◆ WHAT IS EXPECTED:
Return every line of the material below that contains the string "piece", copying each line in full. Case counts.

++++ RECORDS SHOWN

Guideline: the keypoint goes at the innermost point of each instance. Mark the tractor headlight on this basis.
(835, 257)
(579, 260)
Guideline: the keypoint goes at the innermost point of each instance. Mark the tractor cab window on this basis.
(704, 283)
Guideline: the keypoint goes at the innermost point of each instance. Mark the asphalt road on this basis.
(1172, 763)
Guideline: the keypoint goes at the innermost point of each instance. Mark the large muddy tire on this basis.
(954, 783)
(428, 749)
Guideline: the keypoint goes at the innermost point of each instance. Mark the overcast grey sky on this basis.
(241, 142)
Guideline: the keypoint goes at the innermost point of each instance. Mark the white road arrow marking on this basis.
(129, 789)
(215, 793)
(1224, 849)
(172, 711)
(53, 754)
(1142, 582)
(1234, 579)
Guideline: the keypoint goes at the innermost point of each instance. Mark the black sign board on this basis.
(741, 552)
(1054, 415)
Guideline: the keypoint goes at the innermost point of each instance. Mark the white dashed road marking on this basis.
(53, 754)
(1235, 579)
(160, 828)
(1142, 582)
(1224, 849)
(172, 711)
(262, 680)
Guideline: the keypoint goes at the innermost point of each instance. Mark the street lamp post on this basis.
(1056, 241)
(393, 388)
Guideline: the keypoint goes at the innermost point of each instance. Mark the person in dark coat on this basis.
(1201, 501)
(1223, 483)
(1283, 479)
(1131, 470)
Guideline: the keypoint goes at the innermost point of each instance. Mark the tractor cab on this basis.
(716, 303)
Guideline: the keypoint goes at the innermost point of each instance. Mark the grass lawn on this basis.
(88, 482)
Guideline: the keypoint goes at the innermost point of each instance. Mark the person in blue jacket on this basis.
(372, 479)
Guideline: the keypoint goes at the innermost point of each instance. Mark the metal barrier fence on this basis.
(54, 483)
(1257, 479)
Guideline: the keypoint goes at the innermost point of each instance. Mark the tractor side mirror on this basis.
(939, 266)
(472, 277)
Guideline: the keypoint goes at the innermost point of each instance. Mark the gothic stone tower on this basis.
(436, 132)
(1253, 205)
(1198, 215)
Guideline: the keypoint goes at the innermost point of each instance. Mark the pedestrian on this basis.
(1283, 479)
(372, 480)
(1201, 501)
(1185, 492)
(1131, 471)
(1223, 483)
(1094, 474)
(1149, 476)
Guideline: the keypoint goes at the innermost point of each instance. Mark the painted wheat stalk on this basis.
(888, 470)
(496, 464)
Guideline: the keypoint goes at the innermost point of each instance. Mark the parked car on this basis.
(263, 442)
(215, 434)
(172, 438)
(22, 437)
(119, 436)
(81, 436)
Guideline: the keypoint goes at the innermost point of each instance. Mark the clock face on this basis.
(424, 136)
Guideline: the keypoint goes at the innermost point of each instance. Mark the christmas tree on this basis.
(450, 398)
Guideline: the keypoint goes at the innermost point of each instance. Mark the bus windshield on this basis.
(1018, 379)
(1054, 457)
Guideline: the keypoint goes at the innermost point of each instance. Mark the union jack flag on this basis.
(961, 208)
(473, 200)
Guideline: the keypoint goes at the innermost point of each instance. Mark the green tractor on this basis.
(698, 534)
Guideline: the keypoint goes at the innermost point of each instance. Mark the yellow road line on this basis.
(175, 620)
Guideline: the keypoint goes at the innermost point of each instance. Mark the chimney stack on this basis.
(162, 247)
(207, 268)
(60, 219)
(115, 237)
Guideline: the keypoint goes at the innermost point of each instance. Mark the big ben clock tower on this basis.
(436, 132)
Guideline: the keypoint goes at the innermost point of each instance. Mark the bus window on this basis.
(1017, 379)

++++++++
++++ RECORDS SHOWN

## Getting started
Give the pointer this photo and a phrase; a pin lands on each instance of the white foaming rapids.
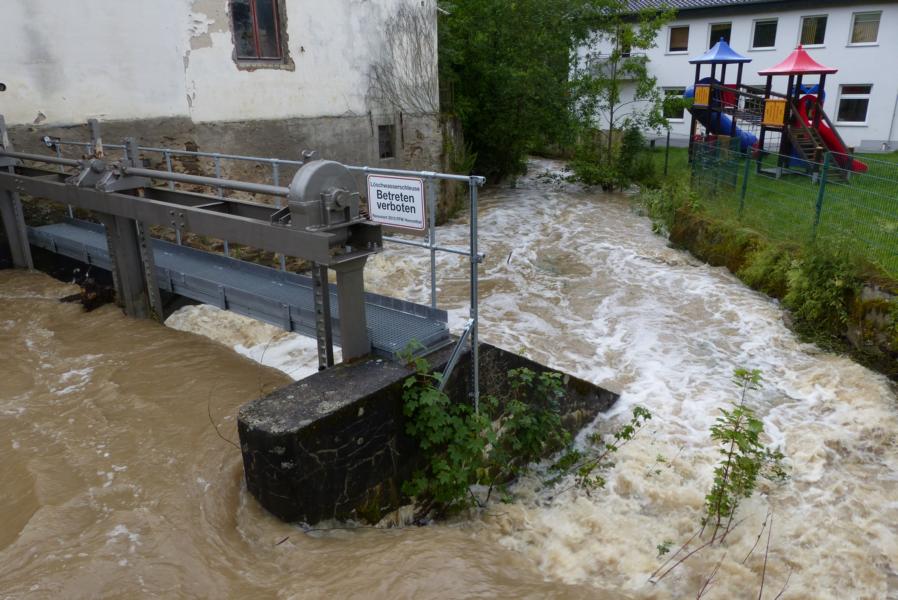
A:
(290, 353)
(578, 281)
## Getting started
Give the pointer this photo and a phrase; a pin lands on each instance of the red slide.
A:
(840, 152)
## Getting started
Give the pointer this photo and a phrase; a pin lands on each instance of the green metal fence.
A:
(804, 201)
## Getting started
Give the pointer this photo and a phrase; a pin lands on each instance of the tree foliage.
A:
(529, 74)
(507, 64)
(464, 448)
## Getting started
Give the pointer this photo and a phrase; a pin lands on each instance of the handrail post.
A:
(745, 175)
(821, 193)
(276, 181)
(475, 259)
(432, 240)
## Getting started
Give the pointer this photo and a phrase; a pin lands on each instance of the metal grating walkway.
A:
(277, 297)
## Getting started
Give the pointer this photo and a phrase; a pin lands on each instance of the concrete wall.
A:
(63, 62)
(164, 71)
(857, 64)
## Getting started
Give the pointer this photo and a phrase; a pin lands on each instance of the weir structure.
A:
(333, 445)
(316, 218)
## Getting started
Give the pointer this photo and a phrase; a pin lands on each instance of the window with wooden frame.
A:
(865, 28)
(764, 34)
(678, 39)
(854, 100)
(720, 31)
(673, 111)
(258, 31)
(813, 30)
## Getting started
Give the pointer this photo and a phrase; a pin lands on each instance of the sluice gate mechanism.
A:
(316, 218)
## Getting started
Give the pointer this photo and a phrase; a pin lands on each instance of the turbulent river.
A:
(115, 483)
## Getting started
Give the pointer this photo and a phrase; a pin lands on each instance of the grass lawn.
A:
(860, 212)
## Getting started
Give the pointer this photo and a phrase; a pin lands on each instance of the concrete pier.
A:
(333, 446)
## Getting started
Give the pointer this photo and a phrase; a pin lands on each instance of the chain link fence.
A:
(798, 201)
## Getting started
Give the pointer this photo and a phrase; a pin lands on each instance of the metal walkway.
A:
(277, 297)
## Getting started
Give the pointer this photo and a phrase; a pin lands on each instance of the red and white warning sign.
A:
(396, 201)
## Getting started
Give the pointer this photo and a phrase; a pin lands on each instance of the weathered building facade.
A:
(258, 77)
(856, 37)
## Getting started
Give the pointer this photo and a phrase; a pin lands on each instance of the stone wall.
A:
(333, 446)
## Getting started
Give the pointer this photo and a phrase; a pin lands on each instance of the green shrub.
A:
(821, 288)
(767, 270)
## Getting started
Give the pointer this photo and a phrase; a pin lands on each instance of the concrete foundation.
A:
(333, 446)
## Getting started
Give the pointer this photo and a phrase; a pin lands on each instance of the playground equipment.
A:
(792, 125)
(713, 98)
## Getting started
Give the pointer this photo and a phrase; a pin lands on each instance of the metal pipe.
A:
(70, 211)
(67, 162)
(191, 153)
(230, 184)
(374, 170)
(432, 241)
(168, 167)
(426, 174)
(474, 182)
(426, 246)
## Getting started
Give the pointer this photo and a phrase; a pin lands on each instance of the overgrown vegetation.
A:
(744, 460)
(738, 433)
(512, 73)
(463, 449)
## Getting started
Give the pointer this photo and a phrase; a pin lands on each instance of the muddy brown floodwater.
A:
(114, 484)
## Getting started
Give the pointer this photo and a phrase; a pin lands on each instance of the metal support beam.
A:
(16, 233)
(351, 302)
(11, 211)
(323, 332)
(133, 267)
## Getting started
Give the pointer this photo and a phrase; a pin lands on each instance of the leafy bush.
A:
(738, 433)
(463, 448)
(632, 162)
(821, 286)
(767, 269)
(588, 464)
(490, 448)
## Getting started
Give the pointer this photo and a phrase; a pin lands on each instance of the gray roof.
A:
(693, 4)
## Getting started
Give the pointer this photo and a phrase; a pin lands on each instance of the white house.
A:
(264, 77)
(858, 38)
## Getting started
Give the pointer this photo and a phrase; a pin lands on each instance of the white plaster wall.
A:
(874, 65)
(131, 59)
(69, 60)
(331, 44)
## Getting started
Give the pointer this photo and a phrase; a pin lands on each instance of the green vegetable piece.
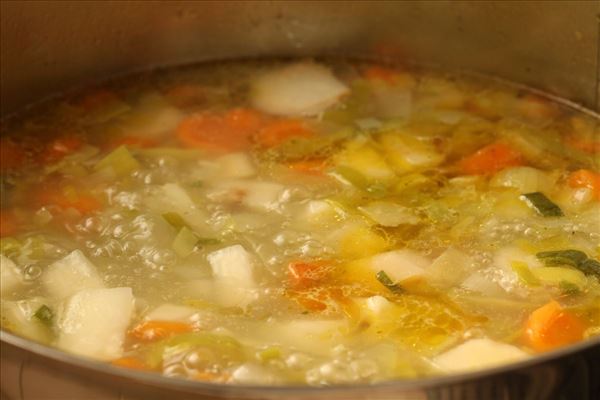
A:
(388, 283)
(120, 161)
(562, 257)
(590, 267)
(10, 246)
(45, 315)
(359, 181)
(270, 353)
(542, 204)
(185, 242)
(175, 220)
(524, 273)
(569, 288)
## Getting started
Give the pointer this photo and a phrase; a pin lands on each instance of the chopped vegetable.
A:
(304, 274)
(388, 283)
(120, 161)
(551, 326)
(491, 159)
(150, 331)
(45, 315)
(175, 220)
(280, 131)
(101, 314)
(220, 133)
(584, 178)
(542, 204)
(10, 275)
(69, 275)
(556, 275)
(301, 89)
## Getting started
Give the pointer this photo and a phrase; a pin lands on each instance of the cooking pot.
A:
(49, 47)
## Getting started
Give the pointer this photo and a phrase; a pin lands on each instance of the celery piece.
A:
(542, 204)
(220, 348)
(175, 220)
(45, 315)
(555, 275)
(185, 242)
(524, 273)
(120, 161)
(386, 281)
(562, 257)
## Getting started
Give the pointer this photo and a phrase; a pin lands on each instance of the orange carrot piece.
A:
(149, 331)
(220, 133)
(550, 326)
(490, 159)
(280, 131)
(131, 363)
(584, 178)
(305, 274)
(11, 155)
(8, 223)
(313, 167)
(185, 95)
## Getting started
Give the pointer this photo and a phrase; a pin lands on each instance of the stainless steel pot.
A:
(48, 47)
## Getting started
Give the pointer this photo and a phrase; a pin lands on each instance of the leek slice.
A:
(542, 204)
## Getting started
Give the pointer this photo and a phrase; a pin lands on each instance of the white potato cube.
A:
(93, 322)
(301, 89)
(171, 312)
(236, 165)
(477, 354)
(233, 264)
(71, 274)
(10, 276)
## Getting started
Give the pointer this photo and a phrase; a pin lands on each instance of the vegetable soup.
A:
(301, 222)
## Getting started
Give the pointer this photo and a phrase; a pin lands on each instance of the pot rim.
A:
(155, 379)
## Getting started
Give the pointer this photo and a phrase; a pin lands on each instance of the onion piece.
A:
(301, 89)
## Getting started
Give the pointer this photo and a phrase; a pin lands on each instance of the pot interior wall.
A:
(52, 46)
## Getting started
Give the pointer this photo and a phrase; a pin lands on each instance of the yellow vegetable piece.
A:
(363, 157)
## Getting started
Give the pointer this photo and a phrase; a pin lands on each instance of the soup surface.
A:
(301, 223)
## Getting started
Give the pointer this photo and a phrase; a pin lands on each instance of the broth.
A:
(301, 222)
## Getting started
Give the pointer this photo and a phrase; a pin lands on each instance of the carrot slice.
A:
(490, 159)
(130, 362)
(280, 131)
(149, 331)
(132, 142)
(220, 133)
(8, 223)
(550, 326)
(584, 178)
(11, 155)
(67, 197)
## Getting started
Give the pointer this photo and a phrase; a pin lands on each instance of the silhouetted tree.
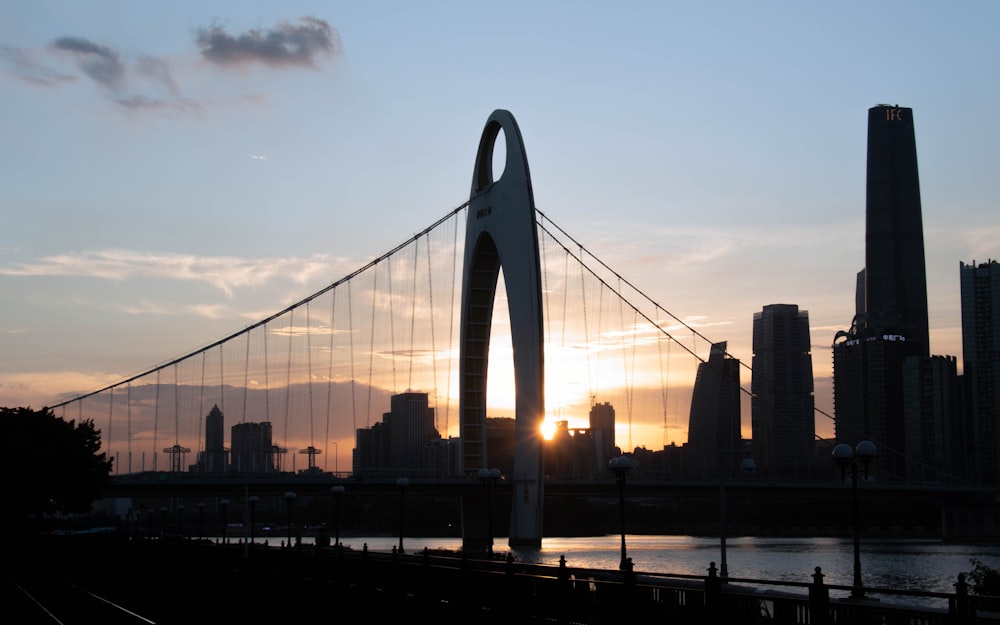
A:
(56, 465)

++++++++

◆ TASK OUTPUT:
Give the pointer this photo and a phrase; a pin lands on each instance of the green vegetable piece.
Give the pointer this photo and a phrase; a pin lands on each instance of the celery piece.
Give the pointer this photo and a phrase; a pin lands on each instance of the orange carrot piece.
Give the pointer this photo and a phrase; a pin lands on each instance of the onion piece.
Give the pointer this photo and a phrase; a pin lands on each instance of the yellow vegetable piece.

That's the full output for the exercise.